# Written request
Could you arrange every line of the listing below as a Markdown table with the columns Row and Line, numbering each row, skipping blank lines and leaving the pictures out?

+++

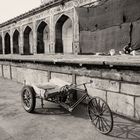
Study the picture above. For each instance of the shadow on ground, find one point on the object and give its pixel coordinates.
(80, 111)
(124, 129)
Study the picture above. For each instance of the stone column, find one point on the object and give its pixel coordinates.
(21, 41)
(52, 33)
(3, 43)
(76, 47)
(11, 40)
(34, 38)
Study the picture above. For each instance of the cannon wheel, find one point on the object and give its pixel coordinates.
(28, 98)
(100, 115)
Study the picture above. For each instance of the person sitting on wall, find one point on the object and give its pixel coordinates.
(130, 48)
(127, 48)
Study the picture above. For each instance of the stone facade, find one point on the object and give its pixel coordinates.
(121, 94)
(73, 27)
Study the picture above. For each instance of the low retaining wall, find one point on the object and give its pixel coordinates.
(119, 86)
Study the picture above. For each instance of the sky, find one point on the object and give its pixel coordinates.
(12, 8)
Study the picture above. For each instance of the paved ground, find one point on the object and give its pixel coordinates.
(53, 122)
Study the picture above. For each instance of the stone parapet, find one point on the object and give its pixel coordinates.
(122, 94)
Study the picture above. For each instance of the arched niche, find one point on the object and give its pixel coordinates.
(63, 35)
(7, 43)
(28, 40)
(16, 42)
(43, 38)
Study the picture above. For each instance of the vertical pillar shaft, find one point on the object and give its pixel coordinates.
(21, 41)
(11, 41)
(3, 44)
(34, 38)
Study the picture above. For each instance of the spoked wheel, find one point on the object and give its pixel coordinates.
(28, 98)
(100, 115)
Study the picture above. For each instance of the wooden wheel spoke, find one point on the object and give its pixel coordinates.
(94, 119)
(95, 105)
(104, 120)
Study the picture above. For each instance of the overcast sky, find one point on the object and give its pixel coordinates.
(12, 8)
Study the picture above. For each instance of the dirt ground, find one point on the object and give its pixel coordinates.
(52, 122)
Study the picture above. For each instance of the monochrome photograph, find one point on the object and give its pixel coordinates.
(70, 70)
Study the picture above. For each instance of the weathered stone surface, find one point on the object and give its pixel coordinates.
(96, 92)
(0, 70)
(108, 85)
(101, 84)
(137, 108)
(6, 71)
(64, 77)
(111, 74)
(132, 89)
(122, 104)
(131, 76)
(29, 76)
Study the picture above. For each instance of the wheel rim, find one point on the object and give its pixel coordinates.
(100, 115)
(27, 99)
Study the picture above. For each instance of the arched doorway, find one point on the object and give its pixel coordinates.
(28, 40)
(63, 35)
(7, 44)
(1, 49)
(16, 42)
(43, 38)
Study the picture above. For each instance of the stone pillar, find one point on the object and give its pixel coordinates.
(76, 47)
(3, 44)
(34, 38)
(52, 33)
(21, 41)
(11, 40)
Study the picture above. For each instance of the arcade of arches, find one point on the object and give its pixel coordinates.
(63, 39)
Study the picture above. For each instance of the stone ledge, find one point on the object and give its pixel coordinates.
(109, 61)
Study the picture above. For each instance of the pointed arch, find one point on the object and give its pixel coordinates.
(63, 35)
(1, 47)
(16, 42)
(28, 40)
(7, 43)
(43, 38)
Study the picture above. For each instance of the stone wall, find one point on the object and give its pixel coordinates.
(111, 25)
(119, 87)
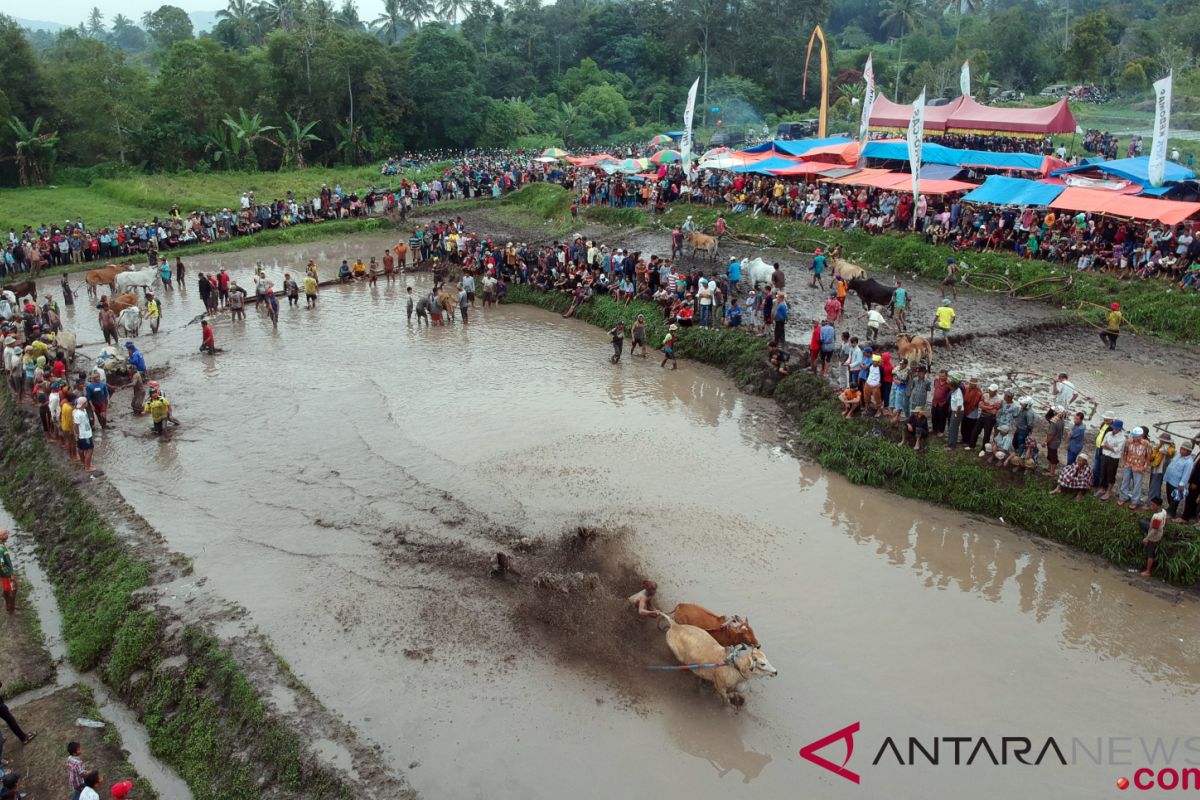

+++

# Solution to this task
| Row | Line |
|---|---|
| 1 | Study the picture above. For each instance of the shadow on ground, find one point on the object and give its pixel coordinates. |
| 2 | (80, 111) |
| 3 | (124, 129) |
| 4 | Study the picture above. For each instance of the stone column, find one point on the object and give its pixel coordinates. |
| 5 | (21, 41) |
| 6 | (52, 33) |
| 7 | (3, 43) |
| 8 | (76, 47) |
| 9 | (11, 40) |
| 10 | (34, 38) |
| 11 | Study the picture above. For each instance of the cannon wheel, find one point on the object and give its pixel coordinates. |
| 12 | (28, 98) |
| 13 | (100, 115) |
| 14 | Study the picture above. For each instance of the person sitting on wall, find one point on the object and give its pixel coordinates. |
| 15 | (130, 48) |
| 16 | (127, 48) |
| 17 | Study the picture above. For each instance of the stone facade, find one point on the object and give its pixel coordinates. |
| 18 | (121, 94) |
| 19 | (73, 27) |
| 20 | Study the picture above. For each instance of the low retaining wall, find one point on the object and give its pixel coordinates. |
| 21 | (119, 86) |
| 22 | Study the picture above. For each instance of the sky, find one point on the object and give its pixel coordinates. |
| 23 | (12, 8) |
| 24 | Study the picture above. For each instance of the paved ground, find one point on the object and give its pixel coordinates. |
| 25 | (53, 122) |
| 26 | Study the picture above. For each instance of the stone parapet, find one point on the object and give its pixel coordinates. |
| 27 | (122, 94) |
| 28 | Study the picture above. For each instance of the arched niche, find one point on the object and give its pixel coordinates. |
| 29 | (63, 35) |
| 30 | (7, 43) |
| 31 | (28, 40) |
| 32 | (16, 42) |
| 33 | (43, 38) |
| 34 | Study the picture above. For each instance of the vertical pillar shaft, find one point on the object and give its pixel coordinates. |
| 35 | (21, 41) |
| 36 | (11, 41) |
| 37 | (3, 44) |
| 38 | (34, 38) |
| 39 | Study the picture above. For each instance of the spoked wheel, find one point on the object and give its pixel coordinates. |
| 40 | (28, 98) |
| 41 | (100, 115) |
| 42 | Study the picture above. For each instance of the wooden wheel spoke, find one point on the object and give its pixel coordinates. |
| 43 | (94, 119) |
| 44 | (95, 105) |
| 45 | (104, 120) |
| 46 | Study the picture above. For each instance of the overcast sky, find one point on the object and give its pixel coordinates. |
| 47 | (12, 8) |
| 48 | Study the picture above. For each instance of the dirt ground, find one point on the object and give its pixel coordinates. |
| 49 | (52, 122) |
| 50 | Study the picture above. For each instance of the monochrome photograph, find one point on the object and give its pixel coordinates. |
| 51 | (70, 70) |
| 52 | Study the picture above. For each instance of the weathered stone surface, find one point on the object and give its pixel coordinates. |
| 53 | (96, 92) |
| 54 | (0, 70) |
| 55 | (108, 85) |
| 56 | (101, 84) |
| 57 | (137, 108) |
| 58 | (6, 71) |
| 59 | (64, 77) |
| 60 | (111, 74) |
| 61 | (132, 89) |
| 62 | (122, 104) |
| 63 | (131, 76) |
| 64 | (29, 76) |
| 65 | Study the picture above. For each instance of the wheel rim, find one point on the object and give its pixel coordinates. |
| 66 | (100, 115) |
| 67 | (27, 99) |
| 68 | Study the picture above. For each instance of the arched doorway, find one point on the object and give its pixel coordinates. |
| 69 | (28, 40) |
| 70 | (63, 35) |
| 71 | (7, 44) |
| 72 | (1, 49) |
| 73 | (16, 42) |
| 74 | (43, 38) |
| 75 | Study the picture above. For each instance of the stone pillar, find one point on the object and give its pixel coordinates. |
| 76 | (76, 47) |
| 77 | (3, 44) |
| 78 | (34, 38) |
| 79 | (52, 33) |
| 80 | (21, 41) |
| 81 | (11, 40) |
| 82 | Study the picture above. For each instance of the arcade of arches, find one point on the object and give its pixel coordinates. |
| 83 | (63, 39) |
| 84 | Study the picture above. For each instance of the stone ledge, find one point on the object and give its pixel coordinates. |
| 85 | (109, 61) |
| 86 | Study the picture above. For each instance of the pointed arch, find one point on the object and give its pixel coordinates. |
| 87 | (63, 35) |
| 88 | (1, 47) |
| 89 | (16, 42) |
| 90 | (28, 40) |
| 91 | (7, 43) |
| 92 | (43, 38) |
| 93 | Study the picture above. For each instance of the stone wall, find one point on the object and give its pixel coordinates. |
| 94 | (111, 25) |
| 95 | (119, 87) |